(Task requirements)
Copy the listing below verbatim, from its first line to its last.

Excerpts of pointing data
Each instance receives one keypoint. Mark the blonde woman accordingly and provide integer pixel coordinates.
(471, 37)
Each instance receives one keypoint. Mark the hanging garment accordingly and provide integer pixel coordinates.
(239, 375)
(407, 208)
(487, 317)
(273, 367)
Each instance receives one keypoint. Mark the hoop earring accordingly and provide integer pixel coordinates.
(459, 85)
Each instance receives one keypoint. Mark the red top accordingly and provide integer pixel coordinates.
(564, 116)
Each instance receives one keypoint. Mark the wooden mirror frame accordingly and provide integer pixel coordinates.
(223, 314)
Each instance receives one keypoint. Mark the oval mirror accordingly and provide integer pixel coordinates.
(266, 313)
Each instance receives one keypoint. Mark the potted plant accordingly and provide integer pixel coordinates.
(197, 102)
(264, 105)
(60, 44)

(Full output)
Each instance receives one keypoint. Mark the blonde woman accordingly and provide integer pixel coordinates.
(471, 37)
Each instance receives one keypoint. Mark the hanging garment accordingly and provide integer pixel coordinates.
(239, 375)
(407, 208)
(487, 317)
(273, 367)
Each instance receives one keypoint. Mark the hoop earring accordingly and provide integer pixel coordinates.
(459, 85)
Each instance receives one keypoint. Mark the red top accordingly and provide integer pixel coordinates.
(564, 116)
Each instance receives one keypoint. Mark the wooden mirror frame accordingly and provide integer pixel coordinates.
(223, 314)
Each instance receives one keypoint. Mark the oval mirror accordingly and provide integer pixel coordinates.
(266, 313)
Each instance receives one keypoint. Mark the potted plant accordingly and provide integer pixel coordinates.
(197, 102)
(264, 105)
(60, 44)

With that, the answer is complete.